◆ WORK ORDER
Report only the number of lines in the entries below that hold the word "cuff".

Natural-language object grounding data:
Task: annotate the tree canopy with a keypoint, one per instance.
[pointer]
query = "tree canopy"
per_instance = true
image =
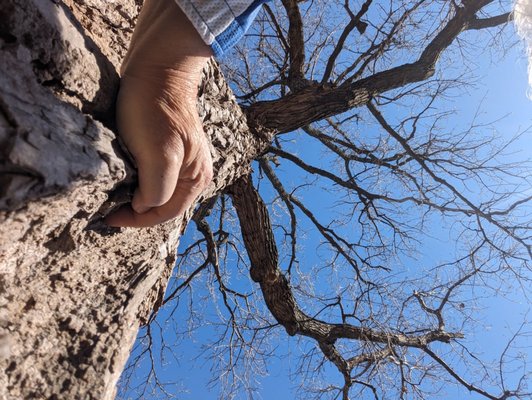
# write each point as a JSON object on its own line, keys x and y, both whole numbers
{"x": 381, "y": 220}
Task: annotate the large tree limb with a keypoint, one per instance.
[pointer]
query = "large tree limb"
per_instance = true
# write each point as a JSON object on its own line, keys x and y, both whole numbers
{"x": 72, "y": 292}
{"x": 317, "y": 101}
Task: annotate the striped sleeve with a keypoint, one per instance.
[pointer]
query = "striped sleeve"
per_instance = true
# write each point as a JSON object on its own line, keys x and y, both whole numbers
{"x": 221, "y": 23}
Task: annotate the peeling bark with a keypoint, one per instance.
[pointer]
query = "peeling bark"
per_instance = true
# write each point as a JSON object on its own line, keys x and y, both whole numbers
{"x": 74, "y": 292}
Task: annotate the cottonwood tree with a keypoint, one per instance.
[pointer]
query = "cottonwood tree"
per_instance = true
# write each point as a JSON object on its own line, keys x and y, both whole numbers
{"x": 345, "y": 102}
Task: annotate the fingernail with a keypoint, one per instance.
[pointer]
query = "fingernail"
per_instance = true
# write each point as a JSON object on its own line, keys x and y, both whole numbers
{"x": 139, "y": 209}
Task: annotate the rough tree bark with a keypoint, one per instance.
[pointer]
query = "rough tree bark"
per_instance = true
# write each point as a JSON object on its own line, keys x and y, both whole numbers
{"x": 73, "y": 292}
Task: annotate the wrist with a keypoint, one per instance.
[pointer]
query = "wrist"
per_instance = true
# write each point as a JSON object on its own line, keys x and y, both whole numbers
{"x": 165, "y": 41}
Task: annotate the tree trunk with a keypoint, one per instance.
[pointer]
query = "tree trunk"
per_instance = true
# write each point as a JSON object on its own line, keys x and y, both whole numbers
{"x": 72, "y": 291}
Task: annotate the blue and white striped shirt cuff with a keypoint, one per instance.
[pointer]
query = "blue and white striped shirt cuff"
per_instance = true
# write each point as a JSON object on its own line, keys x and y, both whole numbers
{"x": 221, "y": 23}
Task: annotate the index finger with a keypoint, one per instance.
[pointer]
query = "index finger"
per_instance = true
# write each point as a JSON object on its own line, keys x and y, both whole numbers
{"x": 184, "y": 195}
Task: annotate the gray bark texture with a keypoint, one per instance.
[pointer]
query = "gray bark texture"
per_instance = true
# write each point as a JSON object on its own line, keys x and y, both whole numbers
{"x": 72, "y": 291}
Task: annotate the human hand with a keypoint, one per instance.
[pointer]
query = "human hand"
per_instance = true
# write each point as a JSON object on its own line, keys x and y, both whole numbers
{"x": 157, "y": 117}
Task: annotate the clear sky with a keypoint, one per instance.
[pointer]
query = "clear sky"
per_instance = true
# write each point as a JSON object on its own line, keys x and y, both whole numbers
{"x": 501, "y": 89}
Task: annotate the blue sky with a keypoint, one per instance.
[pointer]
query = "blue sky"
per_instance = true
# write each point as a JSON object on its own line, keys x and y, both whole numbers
{"x": 501, "y": 89}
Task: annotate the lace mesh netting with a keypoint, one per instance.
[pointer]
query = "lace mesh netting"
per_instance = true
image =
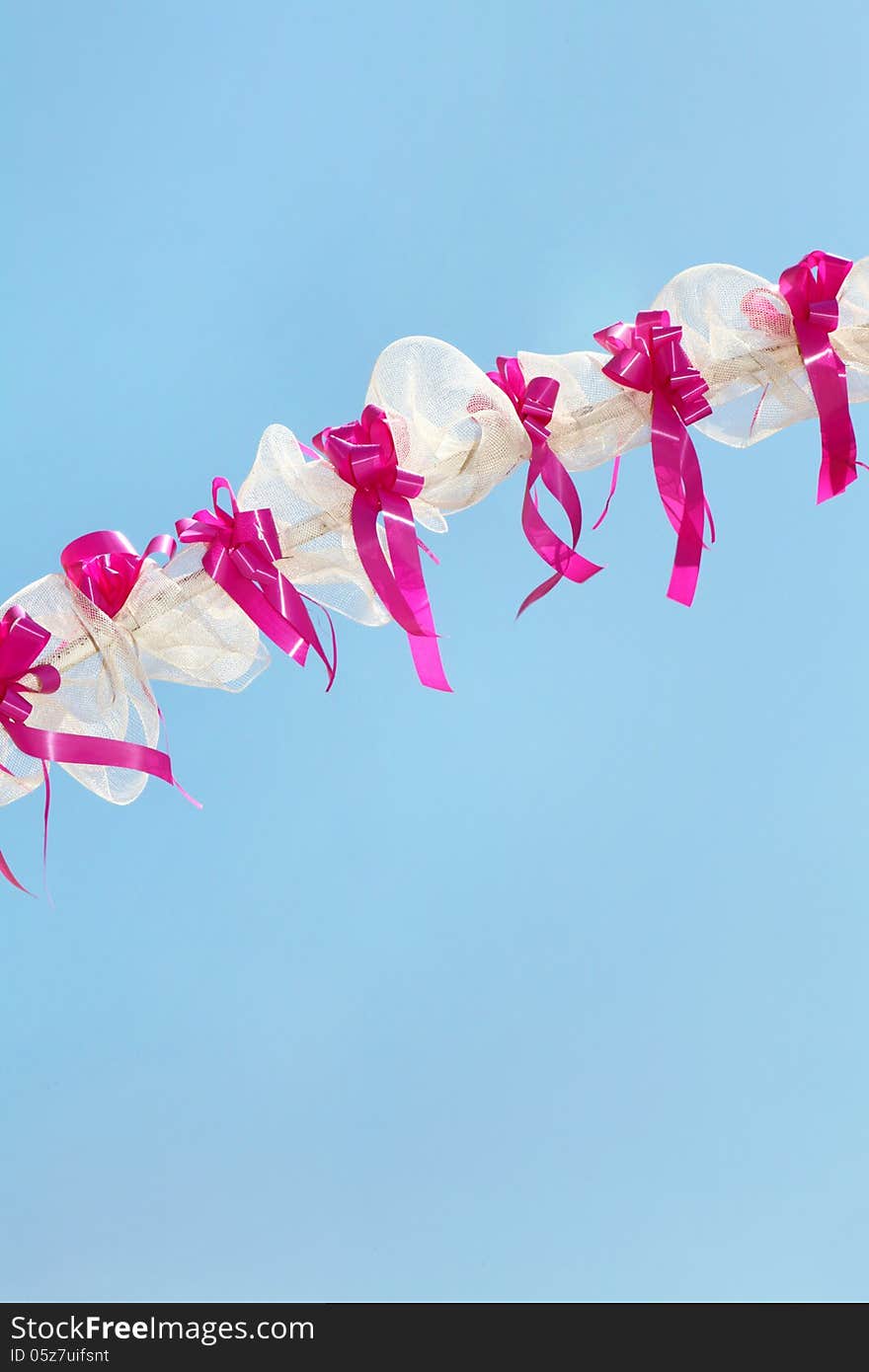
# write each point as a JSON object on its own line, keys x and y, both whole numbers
{"x": 454, "y": 428}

◆ RESULT OF THIS EXERCISE
2